__What you need to do__
Reproduce the records word for word, starting with the line that contains "parked car, each" and continuing through the end of the records. Leave the pictures out of your answer.

__Data section__
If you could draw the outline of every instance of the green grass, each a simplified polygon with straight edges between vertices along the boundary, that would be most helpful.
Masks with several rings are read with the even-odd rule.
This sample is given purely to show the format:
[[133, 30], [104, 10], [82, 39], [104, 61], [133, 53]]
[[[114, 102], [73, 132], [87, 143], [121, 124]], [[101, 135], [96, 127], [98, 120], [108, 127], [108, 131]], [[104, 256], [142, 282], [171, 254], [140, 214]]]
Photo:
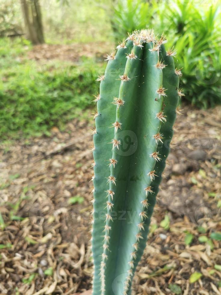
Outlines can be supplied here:
[[3, 39], [0, 43], [2, 139], [50, 135], [52, 127], [62, 129], [69, 120], [84, 117], [99, 91], [95, 80], [103, 64], [86, 58], [78, 64], [37, 62], [26, 58], [26, 41], [12, 44]]

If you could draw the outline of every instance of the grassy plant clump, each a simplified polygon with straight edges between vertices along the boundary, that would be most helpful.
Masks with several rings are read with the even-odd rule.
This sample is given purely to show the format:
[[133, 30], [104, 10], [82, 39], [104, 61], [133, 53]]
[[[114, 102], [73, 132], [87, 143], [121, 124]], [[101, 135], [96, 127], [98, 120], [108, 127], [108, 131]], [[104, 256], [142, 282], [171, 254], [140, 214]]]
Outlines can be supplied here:
[[2, 139], [49, 135], [52, 127], [61, 128], [69, 120], [82, 117], [82, 110], [93, 105], [91, 94], [98, 91], [96, 75], [102, 64], [95, 68], [94, 61], [88, 59], [77, 65], [28, 60], [20, 42], [11, 49], [7, 41], [2, 45]]

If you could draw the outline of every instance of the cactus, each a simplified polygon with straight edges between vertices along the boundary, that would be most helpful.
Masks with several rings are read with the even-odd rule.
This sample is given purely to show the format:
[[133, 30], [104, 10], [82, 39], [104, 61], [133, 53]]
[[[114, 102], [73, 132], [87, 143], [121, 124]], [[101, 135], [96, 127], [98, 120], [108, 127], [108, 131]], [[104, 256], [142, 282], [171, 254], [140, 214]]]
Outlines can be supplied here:
[[152, 30], [129, 35], [100, 76], [93, 132], [93, 295], [126, 295], [169, 151], [180, 70]]

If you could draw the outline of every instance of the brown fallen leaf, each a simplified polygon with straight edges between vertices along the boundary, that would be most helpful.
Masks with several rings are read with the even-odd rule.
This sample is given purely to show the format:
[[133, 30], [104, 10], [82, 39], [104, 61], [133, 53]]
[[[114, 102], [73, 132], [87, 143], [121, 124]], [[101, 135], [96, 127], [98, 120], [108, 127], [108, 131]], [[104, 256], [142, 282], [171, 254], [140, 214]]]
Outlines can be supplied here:
[[88, 290], [84, 293], [75, 293], [73, 295], [91, 295], [92, 294], [92, 290]]

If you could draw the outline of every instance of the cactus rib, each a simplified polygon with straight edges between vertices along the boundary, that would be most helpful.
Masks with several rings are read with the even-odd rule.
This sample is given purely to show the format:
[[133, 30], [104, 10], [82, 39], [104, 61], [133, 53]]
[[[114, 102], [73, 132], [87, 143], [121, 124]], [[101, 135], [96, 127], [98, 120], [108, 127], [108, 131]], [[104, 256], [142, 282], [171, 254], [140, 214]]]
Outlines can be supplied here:
[[[166, 42], [152, 30], [134, 32], [115, 55], [107, 56], [99, 78], [92, 148], [93, 295], [130, 294], [145, 247], [179, 97], [175, 51], [166, 52]], [[102, 212], [104, 218], [95, 218]]]

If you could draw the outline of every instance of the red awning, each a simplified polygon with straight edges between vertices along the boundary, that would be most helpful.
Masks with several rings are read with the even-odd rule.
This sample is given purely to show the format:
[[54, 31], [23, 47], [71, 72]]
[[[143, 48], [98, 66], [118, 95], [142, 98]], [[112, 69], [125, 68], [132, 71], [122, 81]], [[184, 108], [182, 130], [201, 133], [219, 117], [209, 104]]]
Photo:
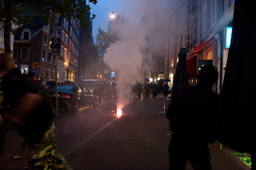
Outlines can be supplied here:
[[187, 60], [188, 65], [188, 75], [195, 75], [196, 74], [196, 64], [197, 62], [196, 55], [192, 57]]
[[205, 45], [206, 45], [206, 44], [207, 44], [211, 41], [212, 41], [212, 40], [210, 40], [207, 42], [202, 43], [199, 45], [198, 45], [194, 48], [193, 48], [193, 52], [192, 52], [192, 53], [191, 53], [189, 56], [188, 57], [187, 59], [189, 59], [190, 58], [192, 57], [193, 56], [196, 55], [196, 54], [198, 52], [201, 50], [203, 48], [204, 48], [204, 47]]

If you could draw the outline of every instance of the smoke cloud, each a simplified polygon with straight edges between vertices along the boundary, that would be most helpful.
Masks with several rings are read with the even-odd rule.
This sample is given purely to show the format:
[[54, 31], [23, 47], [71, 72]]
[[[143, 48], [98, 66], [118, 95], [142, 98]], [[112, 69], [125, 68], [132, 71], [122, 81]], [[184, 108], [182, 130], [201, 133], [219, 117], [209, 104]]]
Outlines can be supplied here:
[[[150, 16], [154, 14], [151, 12], [160, 10], [164, 6], [163, 4], [165, 7], [167, 6], [168, 2], [170, 1], [123, 1], [126, 9], [132, 7], [134, 8], [130, 11], [130, 13], [131, 11], [134, 11], [135, 17], [133, 19], [129, 18], [130, 24], [121, 33], [122, 40], [111, 45], [109, 49], [106, 49], [104, 57], [104, 61], [110, 67], [112, 71], [115, 71], [118, 74], [116, 79], [116, 92], [118, 97], [116, 103], [118, 110], [122, 110], [134, 99], [134, 94], [132, 92], [132, 88], [136, 80], [139, 79], [142, 82], [143, 81], [140, 73], [143, 58], [141, 49], [146, 44], [146, 37], [148, 35], [149, 28], [157, 22], [154, 20], [155, 17]], [[159, 1], [162, 3], [156, 2]], [[136, 4], [137, 6], [134, 7], [132, 5], [133, 2]], [[152, 20], [138, 24], [138, 19], [140, 20], [138, 16], [142, 15], [148, 15], [147, 18], [151, 18]]]

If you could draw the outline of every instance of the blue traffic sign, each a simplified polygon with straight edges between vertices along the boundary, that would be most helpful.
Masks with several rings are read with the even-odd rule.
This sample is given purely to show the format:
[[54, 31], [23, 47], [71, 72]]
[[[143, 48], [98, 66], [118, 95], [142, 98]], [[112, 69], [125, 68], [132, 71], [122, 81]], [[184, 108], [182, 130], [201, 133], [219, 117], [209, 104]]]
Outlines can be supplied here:
[[115, 76], [115, 72], [111, 72], [111, 77], [113, 77], [114, 76]]
[[32, 69], [32, 72], [35, 74], [35, 75], [38, 75], [38, 69]]

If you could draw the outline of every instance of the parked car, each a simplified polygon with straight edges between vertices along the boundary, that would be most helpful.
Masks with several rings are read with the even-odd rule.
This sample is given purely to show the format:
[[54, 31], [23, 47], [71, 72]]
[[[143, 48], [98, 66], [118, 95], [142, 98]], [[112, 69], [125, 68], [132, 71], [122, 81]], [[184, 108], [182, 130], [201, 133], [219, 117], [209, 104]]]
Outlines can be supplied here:
[[[82, 107], [97, 105], [97, 97], [84, 86], [70, 84], [58, 86], [58, 101], [64, 100], [70, 105], [72, 111], [76, 113]], [[55, 103], [56, 86], [48, 91], [53, 103]]]
[[99, 88], [101, 83], [104, 81], [102, 80], [96, 80], [95, 79], [86, 79], [83, 80], [81, 85], [87, 88], [90, 91], [94, 89], [94, 87], [97, 86]]

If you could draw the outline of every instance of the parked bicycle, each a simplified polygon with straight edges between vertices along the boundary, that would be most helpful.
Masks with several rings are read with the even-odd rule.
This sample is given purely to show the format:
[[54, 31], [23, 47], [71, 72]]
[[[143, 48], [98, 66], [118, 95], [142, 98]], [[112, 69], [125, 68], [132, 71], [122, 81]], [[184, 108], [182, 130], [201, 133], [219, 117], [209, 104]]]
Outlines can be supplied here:
[[[54, 111], [56, 111], [56, 105], [54, 106]], [[79, 106], [78, 106], [79, 107]], [[58, 102], [58, 115], [63, 117], [68, 114], [71, 108], [70, 105], [64, 100], [59, 101]]]

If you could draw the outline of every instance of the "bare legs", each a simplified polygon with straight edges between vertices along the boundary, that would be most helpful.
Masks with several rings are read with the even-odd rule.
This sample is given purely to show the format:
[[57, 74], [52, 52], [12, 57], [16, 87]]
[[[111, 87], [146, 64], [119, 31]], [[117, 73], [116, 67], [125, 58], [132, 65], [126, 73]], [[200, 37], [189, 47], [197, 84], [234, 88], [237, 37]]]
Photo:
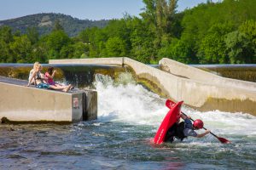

__The result__
If you could draw the outline of every instance of the parked car, each a simplified polygon with straight edges between vertices along the boundary, that would be most helpful.
Masks with several rings are read with the even-odd rule.
This sample is given purely to show the format:
[[54, 31], [23, 47], [71, 72]]
[[[143, 48], [98, 66], [118, 95], [142, 98]], [[112, 69], [125, 68], [132, 71], [122, 81]], [[184, 108], [182, 130], [201, 133], [219, 117], [209, 104]]]
Outlines can be supplied here:
[[[82, 107], [97, 105], [97, 97], [84, 86], [70, 84], [58, 86], [58, 101], [64, 100], [70, 105], [72, 111], [76, 113]], [[55, 103], [56, 86], [48, 91], [53, 103]]]
[[99, 88], [101, 83], [104, 81], [102, 80], [96, 80], [95, 79], [86, 79], [83, 80], [81, 85], [87, 88], [90, 91], [94, 89], [94, 87], [97, 86]]

If you could draw the outline of every instance of the parked bicycle, each a simplified polygon with straight edges between vertices along the boundary, that would be most helpful.
Masks with several rings are read with the even-odd rule.
This sample is given purely to show the format:
[[54, 31], [23, 47], [71, 72]]
[[[143, 48], [98, 66], [118, 95], [142, 98]], [[112, 69], [125, 68], [132, 71], [122, 81]], [[184, 108], [182, 130], [201, 133], [219, 117], [209, 104]]]
Outlines can be supplied here:
[[[54, 111], [56, 111], [56, 105], [54, 106]], [[79, 106], [78, 106], [79, 107]], [[58, 102], [58, 115], [63, 117], [68, 114], [71, 108], [70, 105], [64, 100], [59, 101]]]

If you could draw the outline of every instance of the "bare legs", each a simplified polygon with straight edges between vertices along the boundary, that would be most helpful.
Masks with several rings are read with the even-odd rule.
This sample is given purely to show the format:
[[57, 74], [52, 52], [12, 57], [16, 87]]
[[[111, 87], [146, 64], [119, 31]], [[117, 73], [116, 67], [125, 58], [132, 65], [126, 73]], [[200, 37], [189, 47], [197, 84], [234, 88], [237, 37]]]
Photo:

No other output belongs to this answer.